◆ **Tasks and exercises**:
[1] From the page on extracting a site name from a file path, quote the stretch from "os.path.normpath(example_path)" through "an automated workflow.".
[2] Extend the page on extracting a site name from a file path, picking up right after its last line.

There are several ways that you can grab just a part of a path. Sometimes a file path has metadata in it that can be useful for creating useful variable names in your script. In your NDVI workflow, you may want to grab the site name from the directory path to use for your workflow. 

You can use a combination of `normpath()` and `basename()` functions from `os.path` to access the last directory in a path. In your case, this path contains your site name!


In [33]:
# Example of normpath cleaning up path
example_path = "/home/user/../example_dir"
os.path.normpath(example_path)

'/home/example_dir'

In [44]:
# Use normpath and basename together to get the last directory name
# This will be helpful for separating  data form  HARV  vs  SJER
sitename = os.path.basename(os.path.normpath(site_files))
sitename

'HARV'

There are endless ways to use the sitename as a variable in an automated workflow.

In [45]:
# Create a file name needed to open a file
print(os.path.join(site_files, "vector", sitename + "-crop.shp"))

# Create a generic output path to an output csv file
print(os.path.join("ndvi-automation", "outputs", sitename + "-ndvi.csv"))

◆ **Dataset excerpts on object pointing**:
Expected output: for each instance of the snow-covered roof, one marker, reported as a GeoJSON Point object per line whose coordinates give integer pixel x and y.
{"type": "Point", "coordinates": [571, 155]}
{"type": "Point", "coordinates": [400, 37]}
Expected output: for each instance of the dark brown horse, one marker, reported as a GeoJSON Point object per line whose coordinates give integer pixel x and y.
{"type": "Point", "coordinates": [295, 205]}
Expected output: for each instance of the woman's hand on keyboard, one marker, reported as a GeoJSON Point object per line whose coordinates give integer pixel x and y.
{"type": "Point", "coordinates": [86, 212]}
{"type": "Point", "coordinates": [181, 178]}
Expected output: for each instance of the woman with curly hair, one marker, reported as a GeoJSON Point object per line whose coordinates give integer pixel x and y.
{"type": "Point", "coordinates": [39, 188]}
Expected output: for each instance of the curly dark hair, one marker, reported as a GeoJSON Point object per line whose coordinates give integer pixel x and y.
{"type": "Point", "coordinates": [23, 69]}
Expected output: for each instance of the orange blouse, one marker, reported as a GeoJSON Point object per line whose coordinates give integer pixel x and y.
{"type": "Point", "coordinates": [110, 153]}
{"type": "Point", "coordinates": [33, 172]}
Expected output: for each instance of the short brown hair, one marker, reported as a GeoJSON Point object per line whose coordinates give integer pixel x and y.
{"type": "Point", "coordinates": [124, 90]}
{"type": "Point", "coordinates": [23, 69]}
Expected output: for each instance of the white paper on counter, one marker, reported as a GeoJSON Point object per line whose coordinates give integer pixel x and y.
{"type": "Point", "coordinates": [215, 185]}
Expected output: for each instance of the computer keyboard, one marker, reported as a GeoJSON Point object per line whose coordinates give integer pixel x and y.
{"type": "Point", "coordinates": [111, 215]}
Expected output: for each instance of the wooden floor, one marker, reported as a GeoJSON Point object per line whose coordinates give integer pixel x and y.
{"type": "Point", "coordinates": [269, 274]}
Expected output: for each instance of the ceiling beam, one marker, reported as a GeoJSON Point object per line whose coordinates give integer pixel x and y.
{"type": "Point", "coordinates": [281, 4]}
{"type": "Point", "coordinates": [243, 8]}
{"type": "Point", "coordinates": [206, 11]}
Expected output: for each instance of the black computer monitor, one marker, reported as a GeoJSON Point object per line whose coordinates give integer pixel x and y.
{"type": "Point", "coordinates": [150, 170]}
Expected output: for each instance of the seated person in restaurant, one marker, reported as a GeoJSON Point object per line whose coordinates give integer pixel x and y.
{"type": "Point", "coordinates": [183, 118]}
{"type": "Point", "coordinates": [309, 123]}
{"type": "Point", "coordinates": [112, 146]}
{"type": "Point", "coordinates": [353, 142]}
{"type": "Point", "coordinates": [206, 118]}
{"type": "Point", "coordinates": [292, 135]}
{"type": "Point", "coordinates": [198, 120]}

◆ **Results of the tasks**:
[1]
os.path.normpath(example_path)

'/home/example_dir'

In [44]:
# Use normpath and basename together to get the last directory name
# This will be helpful for separating  data form  HARV  vs  SJER
sitename = os.path.basename(os.path.normpath(site_files))
sitename

'HARV'

There are endless ways to use the sitename as a variable in an automated workflow.

[2]
ndvi-automation/sites/HARV/vector/HARV-crop.shp
ndvi-automation/outputs/HARV-ndvi.csv


If you want to grab both the last directory name and the path prior to that directory, you can use `os.path.split` with `normpath()`.

In [48]:
os.path.split(os.path.normpath(site_files))

('ndvi-automation/sites', 'HARV')

## Parse Text From Directory Names

There are numerous options to parse text from a file path. In your homework, you need to grab the date when each Landsat scene was collected. To grab just the date from the directory, you will need to:

1. get the full directory path
2. find the date embedded within the path name

If you refer back to the Landsat metadata, you will see that every scene has the same naming convention. 

This means that you can count the characters (i.e. indices) in the directory name to find the collection date (which is the first date in the string) and use the same indices for every scene!

In this case, you can find the date using a string index like this:

`astring[startindex:endindex]`

In [49]:
# View directory name
dir_name = os.path.basename(os.path.normpath(adir))

In [50]:
# Get landsat date from directory name
date = dir_name[10:18]
date

'20170909'

You can also break the entire path apart, if you need to do so, using `string_name.split()`.

`.split()` is a built in python function that splits a string into a list of strings based on a seperator 
character. For file paths, `os.sep` is a system friendly way to seperate file paths into their base parts. 

In [51]:
# Break paths into components
path = os.path.normpath(adir)
path.split(os.sep)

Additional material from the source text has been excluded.